--- SOURCE DOCUMENT Enclosed Below ---
Nicolas Ghesquière capped off an extra long, digital-only Paris Fashion Week on Wednesday with an invigorating blast of fashion, parading bubble skirts, meaty parkas, quilted and puddling pants and densely embellished dresses through the Michelangelo and Daru galleries at the Louvre.

“Harder, better, faster, stronger” — among the custom mix of Daft Punk songs Ghesquière commissioned before the band revealed its dissolution — gave this filmed show its brisk, upbeat energy. The lyrics also seemed to express the designer’s fearless, full-strength approach to making clothes and leather goods.

Who else would plop a sparkly ski jacket and big sweatshirt over a gorgeous crumple of frothy tulle? Or a majestic, two-tone sculpted cape over a pale denim jumpsuit? Ghesquière always gets the last word on the international marathon of collections and he invariably manages to wake up the eyes and point fashion in some unexpected direction.
--- End of Enclosed SOURCE DOCUMENT ---
--- PROVIDED DATA Enclosed Below ---
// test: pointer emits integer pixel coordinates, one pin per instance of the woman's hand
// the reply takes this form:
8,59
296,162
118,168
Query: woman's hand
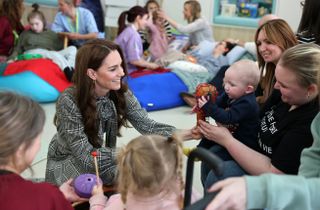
188,134
97,189
69,193
153,66
218,134
202,101
232,195
162,14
--- End of Enclosed PROVIDED DATA ---
▶ _WHAT IS BEING ASKED_:
Summarize the Louvre fashion show report in two sentences. The listing is separate material from the Louvre fashion show report.

▶ _WRITTEN ANSWER_:
Nicolas Ghesquière closed an extra long, digital-only Paris Fashion Week on Wednesday with a filmed show in the Louvre's Michelangelo and Daru galleries, featuring bubble skirts, meaty parkas, quilted and puddling pants, and densely embellished dresses. A custom mix of Daft Punk songs gave the show brisk, upbeat energy, and Ghesquière, who always has the last word on the collections, once again pointed fashion in an unexpected direction.